STATED EXERCISE:
Repeat, word for word, the part of the O'Dessa review between "Granted, the first" and "with direct-to-streaming films.", inclusive.

# GIVEN TEXT start

• Wed. Mar 26th, 2025

Movie Curiosities

The online diary of an aspiring movie nerd

And I thought 2024 was a bad year for movies.

Granted, the first couple months of the year are typically the slowest, and it’s not like the past few months have been completely void of good cinema. (Seriously, that Novocaine/Black Bag/The Day the Earth Blew Up weekend was serendipity like nothing we deserved.) But regardless of whether it’s shit or gold on the screens right now, box office dollars are down across the board. It’s outright depressing to be a movie geek right now.

So this time, I decided to do something I haven’t done in a while and try a streaming release that looked interesting. And it quickly reminded me why I stopped bothering with direct-to-streaming films.

This one comes to us from writer/director Geremy Jasper, previously responsible for Patti Cake$ in 2017. If you haven’t seen the movie (and if you say you have, I feel reasonably confident calling you a liar), Patti Cake$ was a formulaic yet charming and breathlessly sincere movie about a young woman coming of age and coming up from the gutter to try and make her name as a professional rapper.

And now we have O’Dessa, in which writer/director Jasper presents a formulaic yet charming and breathlessly sincere movie about a young woman coming of age and coming up from the gutter to try and make her name as a professional… folk musician. And the film is set in a sci-fi dystopia.

We lay our scene in a post-industrial wasteland, where everyone lives in impoverished squalor and no food grows anywhere. (We never learn exactly where the food is coming from, which makes for terrible world-building, but whatever.) The only habitable city left is Satyllite City [sic], an urban hellhole where Plutonovich (Murray Bartlett) holds sole dominion over the nation’s energy. Plutonovich uses the world’s electricity to power his global broadcasts, using repetitive brain-dead trash that holds the populace in a hypnotic thrall. And if anyone dares to try and speak out against Plutonovich’s brand of entertainment, they’re sent away to his private island studio and made to suffer for the enjoyment of the masses.

So, we’ve got our evil fascistic overlord. Which naturally means we need a plucky young adventurer from out in the poor rural farmland, chosen by destiny and prophecy (I’m not kidding, this is literally and explicitly a Chosen One story) to take him down. Enter O’Dessa Galloway, played by Sadie Sink.

O’Dessa’s father was a rambler who left to perform his music in places unknown, leaving behind nothing but his magic guitar (again, I’m not kidding) and his vague promises of a great destiny for O’Dessa. After her mother passes quietly of old age, O’Dessa leaves her desolate farmhouse and literally burns it down behind her. She sets out to make her fortune and it’s off to the races.

# GIVEN TEXT end
# SUPPLIED ENTRIES start

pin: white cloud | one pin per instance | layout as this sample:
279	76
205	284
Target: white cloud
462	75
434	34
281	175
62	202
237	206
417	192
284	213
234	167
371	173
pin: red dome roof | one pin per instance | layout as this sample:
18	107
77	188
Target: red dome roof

# SUPPLIED ENTRIES end

THE SOLUTION:
Granted, the first couple months of the year are typically the slowest, and it’s not like the past few months have been completely void of good cinema. (Seriously, that Novocaine/Black Bag/The Day the Earth Blew Up weekend was serendipity like nothing we deserved.) But regardless of whether it’s shit or gold on the screens right now, box office dollars are down across the board. It’s outright depressing to be a movie geek right now.

So this time, I decided to do something I haven’t done in a while and try a streaming release that looked interesting. And it quickly reminded me why I stopped bothering with direct-to-streaming films.